## Task to carry out
Continue the article on outdoor adventures in Greece from the point where it stops.

## Article
Go cycling around Rhodes, or how about a bit of river rafting? Here's 6 easily accessible adventures in undiscovered Greece
Popular with holidaymakers, paved and cultivated Rhodes is eminently suitable for mountain-bike tours visiting old aqueducts, deserted coves and hilltop monasteries. There are a half-dozen or so recognized routes on broad paths, dirt tracks and quiet country blacktop, for example near picturesque Lahaniá village in the far south or through the lush citrus groves around Malóna on the east coast.
Besides day-trips (hotel pickup 8am, return by 4.30pm), one-week activity holidays (including light walking and sea-kayaking) can be arranged, based near a remote southeast coast beach. Our recommended operator uses exclusively Hardrock brand 26- and 29-inch aluminium-frame mountain bikes. Contact Rhodes Roads, +30 6980 060619, rhodesroads.com
In Ípiros (Epirus), the dramatic Vikákis Ravine, which runs between the Zagóri-district villages of Tsepélovo and Kípi, is a prime venue. Casual hikers who set out along the ravine bed, spanned by old stone bridges below Tsepélovo, quickly discover that there is almost always very deep water between the high rock walls of this gorge, necessitating thick wet suits and extensive swimming – allow four to six hours to get through to Kípi.
Overlooked in the stampede to adjacent, hallowed Mt Ólympos, Greece's highest summit (2917m/9570ft) and legendarily home of the ancient gods, lower (1978m/6490ft) adjacent Mt Kíssavos harbours on its eastern flank, near Karýtsa village, the magnificent Kalypsó canyon system. 'Kalypsó I' is more challenging, with a 200m elevation drop involving six abseils and plenty of dunkings in the chilly stream here.
Like Vikákis, this is an all-day outing. 'Kalypsó II' is more family-friendly, essentially a giant natural water-park, starting with a 70-metre-high cascade into a swimmable pool, and then a descent from that pool over three smaller (25–35m) waterfalls.
River rafting in Greece (Visit Greece)
The central Peloponnese has long been a mecca for rafters, whose main destination is the historic Loúsios River canyon. Organized trips thread the Loúsios and then veer into the larger Alfeiós, with a take-out point about two hours along at the picturesque stone bridge of Koúkos.

## Dataset section
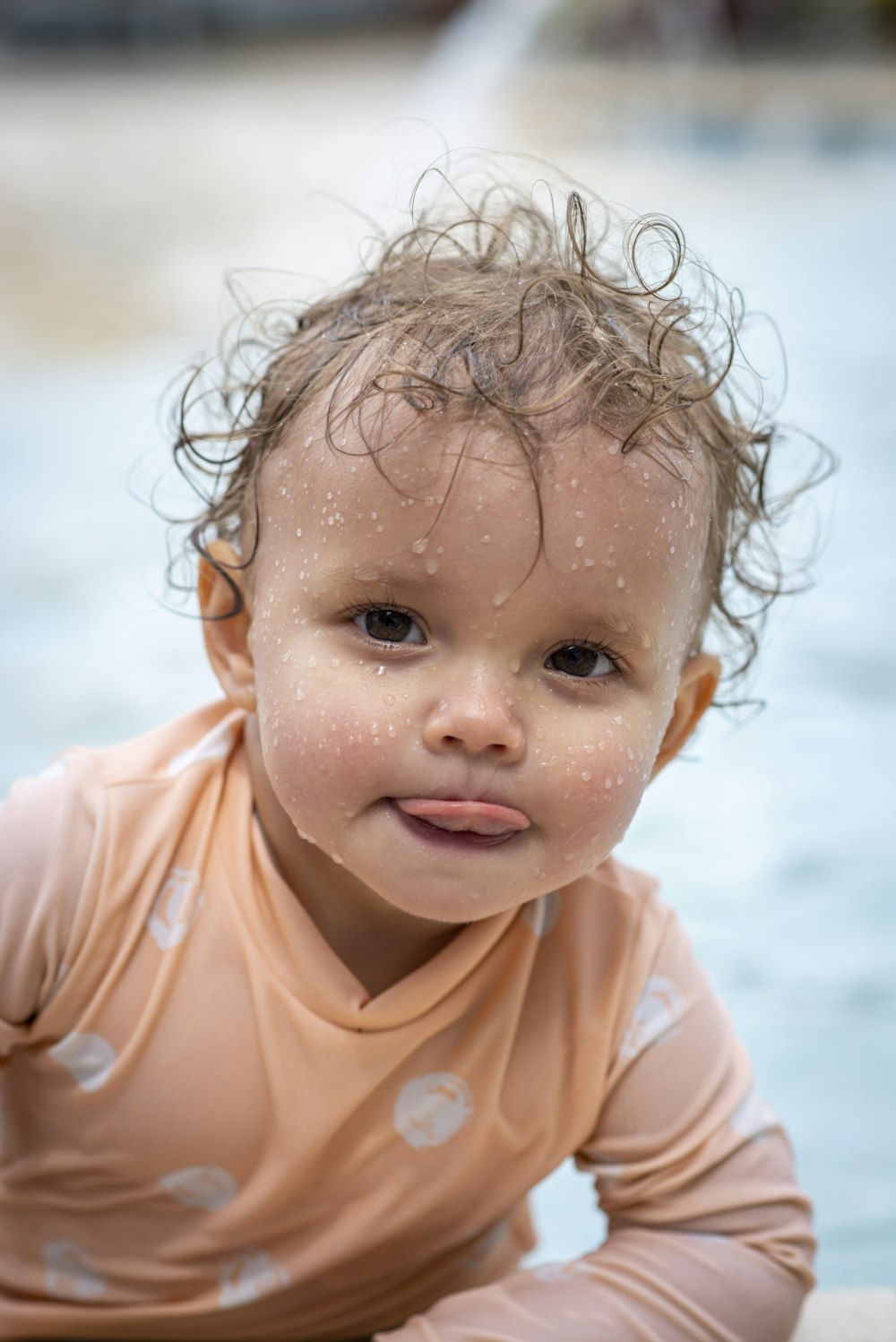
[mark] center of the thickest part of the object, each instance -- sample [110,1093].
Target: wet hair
[529,315]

## Task result
The icy Voïodomátis River in Ípiros, which flows out of the fabled Víkos Gorge, is an even more popular target, especially for beginners. Rafters and kayakers put in near the modern road bridge between Arísti and Pápingo, where the river attains sufficient depth downstream from its suddenly erupting source at the base of the Astráka cliffs, and take out 90 minutes later at the graceful arched stone bridge of Klidoniávista, beside which is the base-station for the recommended local operator, No Limits (+30 26550 23777, nolimits.com.gr).
In western Thessaly, beyond Tríkala, the Tría Potámia (Three Rivers) region is just that – here the Aspropótamos and Komnaïtikos streams unite to form the Ahelóös River, western Greece's largest. A recommended local outfitter is Olympos Trek (+30 6932 545001, olympostrek.gr), whch also organise canyoning on Kíssavos, and more placid day-long paddles to or through the delta of the River Pineiós, which drains the Thessalian plain, passing however the challenging Vernézi rapids en route. As one approaches the sea prolific bird life appears, including herons, storks and various ducks.
Scuba diving in Greece (Visit Greece)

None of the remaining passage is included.